» **Set tasks**:
• a. According to the household size passage, what does the rightmost plotted point represent?
• b. Rewrite the household size passage starting at "A household size" and ending at "and/or field work.", replacing "omission" with "undercount".

» **Provided passage**:
□ □ □ □ □ □ □

For the observed distribution in Figure 1 this gives p = 0.347 and r = 0.389. The adjusted distribution is calculated by (A) removing p times the reported number of 8-person households out of this group and (B) distributing these households to 9-person, 10-person, ... households in such a way that the number allocated to (i+1)-person households is r times the number of i-person households, i = 9, 10, ..., 15.
The adjusted household size distribution is shown in Figure 2 together with the original distribution.
Observed and Adjusted Household Size Distribution
The rightmost plotted point represents households of 15 or more persons, which is why it is slightly higher than the point to the left. The model could be extended to incorporate omission of continuation forms for 17-24 person (and larger) households, but the value added will usually be low.
A household size distribution implies a number of persons, namely 1 times the number of 1-person households plus 2 times the number of 2-persons households plus 3 times the number of 3-person households times 3 and so on.
In this example the reported household size distribution gives 661,663 persons and the adjusted distribution gives 669,667 persons, implying an omission of 8,334 persons, or 1.24 percent of the adjusted number of persons. This is not a very large omission, but neither is it negligible.
Evaluation of population census results should include scrutiny of household size distributions. A spike at the maximum number of persons accommodated by a household schedule signals a likely error in data processing and/or field work.
Errors due to data processing should be corrected, if possible, by reprocessing. If returning to the field to complete omitted continuation forms is not possible, the model presented above may be used to adjust the household size distribution and estimate the census omission of persons resulting from the omission.
The example in this letter is contained in this spreadsheet. The Excel SOLVER Add-In may not installed by default, but it should be installable using Tools > Add-Ins.

□ □ □ □ □ □ □

» **Information provided**:
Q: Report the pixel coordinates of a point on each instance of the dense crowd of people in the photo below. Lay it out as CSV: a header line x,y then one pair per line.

□ □ □ □ □ □ □

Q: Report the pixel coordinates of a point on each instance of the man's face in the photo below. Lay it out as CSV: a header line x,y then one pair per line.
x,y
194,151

□ □ □ □ □ □ □

» **Answers in order**:
• a. It represents households of 15 or more persons.

• b.
A household size distribution implies a number of persons, namely 1 times the number of 1-person households plus 2 times the number of 2-persons households plus 3 times the number of 3-person households times 3 and so on.
In this example the reported household size distribution gives 661,663 persons and the adjusted distribution gives 669,667 persons, implying an undercount of 8,334 persons, or 1.24 percent of the adjusted number of persons. This is not a very large undercount, but neither is it negligible.
Evaluation of population census results should include scrutiny of household size distributions. A spike at the maximum number of persons accommodated by a household schedule signals a likely error in data processing and/or field work.